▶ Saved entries
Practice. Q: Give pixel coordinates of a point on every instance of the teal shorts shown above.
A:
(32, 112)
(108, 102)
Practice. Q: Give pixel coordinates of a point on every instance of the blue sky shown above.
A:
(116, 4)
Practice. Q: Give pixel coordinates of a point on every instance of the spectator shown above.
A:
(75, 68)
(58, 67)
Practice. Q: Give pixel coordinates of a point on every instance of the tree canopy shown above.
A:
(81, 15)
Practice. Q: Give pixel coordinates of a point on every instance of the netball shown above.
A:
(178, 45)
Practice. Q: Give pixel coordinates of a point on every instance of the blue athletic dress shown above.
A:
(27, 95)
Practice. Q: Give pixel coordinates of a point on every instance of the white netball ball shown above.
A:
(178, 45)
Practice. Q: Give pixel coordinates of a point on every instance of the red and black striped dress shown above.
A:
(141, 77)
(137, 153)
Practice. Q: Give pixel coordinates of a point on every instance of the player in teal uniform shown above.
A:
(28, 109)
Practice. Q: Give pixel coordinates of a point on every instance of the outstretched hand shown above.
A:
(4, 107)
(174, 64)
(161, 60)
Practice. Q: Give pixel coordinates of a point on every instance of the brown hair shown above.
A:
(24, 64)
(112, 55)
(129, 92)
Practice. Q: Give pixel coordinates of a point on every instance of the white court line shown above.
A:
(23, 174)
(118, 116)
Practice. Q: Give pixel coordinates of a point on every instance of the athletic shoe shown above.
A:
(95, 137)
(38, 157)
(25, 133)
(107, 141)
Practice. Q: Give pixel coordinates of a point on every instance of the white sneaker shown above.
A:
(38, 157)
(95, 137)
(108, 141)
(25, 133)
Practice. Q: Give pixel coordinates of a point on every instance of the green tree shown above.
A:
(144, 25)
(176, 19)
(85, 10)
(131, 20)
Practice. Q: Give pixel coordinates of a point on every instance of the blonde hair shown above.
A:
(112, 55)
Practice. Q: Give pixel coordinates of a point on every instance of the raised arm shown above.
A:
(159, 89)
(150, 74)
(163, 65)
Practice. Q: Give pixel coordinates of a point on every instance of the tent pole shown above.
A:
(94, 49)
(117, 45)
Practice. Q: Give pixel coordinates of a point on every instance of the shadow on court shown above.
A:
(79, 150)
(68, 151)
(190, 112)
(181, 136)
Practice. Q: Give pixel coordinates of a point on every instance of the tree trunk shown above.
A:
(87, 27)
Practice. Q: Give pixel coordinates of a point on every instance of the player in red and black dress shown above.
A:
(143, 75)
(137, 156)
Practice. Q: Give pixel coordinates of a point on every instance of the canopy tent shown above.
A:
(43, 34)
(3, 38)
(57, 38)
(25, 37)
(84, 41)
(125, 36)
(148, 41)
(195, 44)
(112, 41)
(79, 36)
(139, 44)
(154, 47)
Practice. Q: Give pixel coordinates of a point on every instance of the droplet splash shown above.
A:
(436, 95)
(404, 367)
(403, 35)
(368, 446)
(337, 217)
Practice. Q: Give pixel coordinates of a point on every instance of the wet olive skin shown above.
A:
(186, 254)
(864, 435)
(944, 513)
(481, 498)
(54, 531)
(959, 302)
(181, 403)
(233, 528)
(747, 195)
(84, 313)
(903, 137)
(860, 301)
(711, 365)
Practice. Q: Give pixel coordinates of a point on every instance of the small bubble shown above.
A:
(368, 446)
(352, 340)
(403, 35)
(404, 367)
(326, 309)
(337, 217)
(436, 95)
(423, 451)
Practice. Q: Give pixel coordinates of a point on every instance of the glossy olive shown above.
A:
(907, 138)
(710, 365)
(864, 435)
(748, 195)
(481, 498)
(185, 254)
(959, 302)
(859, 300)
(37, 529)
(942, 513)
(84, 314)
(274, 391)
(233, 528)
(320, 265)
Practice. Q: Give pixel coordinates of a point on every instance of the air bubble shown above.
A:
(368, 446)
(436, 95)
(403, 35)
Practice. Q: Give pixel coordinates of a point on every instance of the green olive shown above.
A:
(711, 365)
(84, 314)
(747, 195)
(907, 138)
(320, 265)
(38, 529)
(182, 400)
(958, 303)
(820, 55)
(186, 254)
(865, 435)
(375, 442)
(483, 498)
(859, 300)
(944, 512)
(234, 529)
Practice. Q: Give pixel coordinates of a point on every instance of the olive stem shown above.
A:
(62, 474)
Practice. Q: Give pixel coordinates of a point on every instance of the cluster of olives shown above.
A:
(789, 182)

▶ EXERCISE PROMPT
Among the entries above, which lines include "blue"? List them all.

▶ REPLY TO THE TASK
Practice. Q: Give pixel coordinates of a point on every instance of the blue sky shown above.
Practice. Q: Give pixel coordinates of a point on every instance of the blue athletic dress shown above.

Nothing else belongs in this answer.